Reading passage
════════════════

Jonathan: So Peter, to what you said, I just want to add two things. One, if you have a living trust, make sure you go through the process of re-titling the assets so they are owned by the trust. I can’t tell you how many people who have acted as executors for their parents have reported back to me that when they went to settle the estate, countless assets weren’t owned by the living trust, to the extent that basically the living trust was useless. It was a fine document, it looked good when the lawyer drew it up, but nobody followed up and moved the assets into the trust and therefore, it didn’t function as it should.

The second thing, you mentioned the beneficiaries to the trust. People should also take the time to check they have the right beneficiaries on their life insurance, they have the right beneficiaries on their IRAs and their 401ks, because those assets will pass directly to whoever you’ve named as beneficiaries and presumably you don’t want all that money going to your ex-spouse.

Peter: Very good advice. Most trusts are unfunded, so make sure you go through that extra step of re-titling, otherwise the trust is worthless.

Jonathan: And so Peter, for my tip of the month, my suggestion to those who are approaching retirement is to think about the possibility of working part-time in retirement for at least some period of years. I think this is a great thing to do for three reasons. First, you have the financial security of having a little income coming in while you transition to retirement. We often talk about the 4% withdrawal rate. If you have a part-time job that pays you $20,000 a year, that’s like having a nest egg that’s half a million dollars larger. So having a little part-time income can make the financial transition to retirement that much more comfortable.

Second, during that period you can go through what’s call a phased retirement. That’ll give you a chance to test drive what you want to do with your retirement years. We all have ideas about how we want to spend our retirement and we may discover that what we imagine is going to make us happy doesn’t. By having a part-time job, you can test drive different possibilities and see whether this is the way you want to spend the final decades of your life.

════════════════

Provided material

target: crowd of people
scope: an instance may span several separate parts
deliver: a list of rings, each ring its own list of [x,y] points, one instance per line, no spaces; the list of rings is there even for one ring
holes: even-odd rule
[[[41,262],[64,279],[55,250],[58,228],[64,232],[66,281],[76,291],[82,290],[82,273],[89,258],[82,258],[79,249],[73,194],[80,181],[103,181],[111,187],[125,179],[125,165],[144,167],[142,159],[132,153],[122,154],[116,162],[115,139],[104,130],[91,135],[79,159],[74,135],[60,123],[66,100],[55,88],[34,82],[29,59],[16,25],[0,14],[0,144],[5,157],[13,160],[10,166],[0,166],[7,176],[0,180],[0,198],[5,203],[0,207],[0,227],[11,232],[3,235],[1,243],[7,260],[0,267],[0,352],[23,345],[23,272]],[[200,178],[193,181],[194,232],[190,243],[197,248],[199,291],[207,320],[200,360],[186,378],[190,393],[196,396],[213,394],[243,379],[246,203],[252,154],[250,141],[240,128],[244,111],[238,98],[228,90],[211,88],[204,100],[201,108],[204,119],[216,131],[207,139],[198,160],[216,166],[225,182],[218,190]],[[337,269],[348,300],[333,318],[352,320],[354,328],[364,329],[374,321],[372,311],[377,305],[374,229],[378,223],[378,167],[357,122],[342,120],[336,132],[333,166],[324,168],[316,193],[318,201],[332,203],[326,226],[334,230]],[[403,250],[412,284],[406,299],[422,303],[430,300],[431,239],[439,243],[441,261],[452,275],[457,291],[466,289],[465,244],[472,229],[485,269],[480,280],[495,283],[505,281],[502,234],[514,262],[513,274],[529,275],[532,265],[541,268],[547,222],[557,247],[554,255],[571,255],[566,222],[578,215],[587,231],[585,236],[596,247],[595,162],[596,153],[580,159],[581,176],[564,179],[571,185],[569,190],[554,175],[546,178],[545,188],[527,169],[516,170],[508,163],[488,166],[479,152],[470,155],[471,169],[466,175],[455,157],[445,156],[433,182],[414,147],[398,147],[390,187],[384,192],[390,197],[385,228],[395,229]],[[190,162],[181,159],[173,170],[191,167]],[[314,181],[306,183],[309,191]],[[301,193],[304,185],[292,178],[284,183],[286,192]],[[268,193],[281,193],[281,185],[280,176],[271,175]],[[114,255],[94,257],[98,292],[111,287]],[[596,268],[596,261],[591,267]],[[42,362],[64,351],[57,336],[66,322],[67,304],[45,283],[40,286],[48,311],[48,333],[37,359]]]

════════════════

Could you carry on the retirement-planning conversation, starting right after its last sentence? The items aren't needed for anything here.

Expected output
And finally, an issue a lot of people talk about these days is you want to have not just a financially secure retirement, but you also want to have a retirement where you have a sense of purpose. Having a part-time job can give you that reason to get out of bed in the morning. It can give you that identity that allows you to feel better about being retired.

So, my tip of the month, consider working part-time at least during your initial retirement years. It could make the transition a whole lot smoother.

Peter: And if you don’t have that, a lot of people give thought to what do you enjoy doing. Are there hobbies that really matter to you? I’ve seen my happiest clients either do exactly what you said or they have something that is fulfilling to them outside of work. They’ve got that soft landing.

Jonathan: Anyway, that’s it for us for this month. This is Jonathan Clements, Director of Financial Education for Creative Planning, and I’ve been talking to Peter Mallouk, the president of the firm, and we are Down the Middle.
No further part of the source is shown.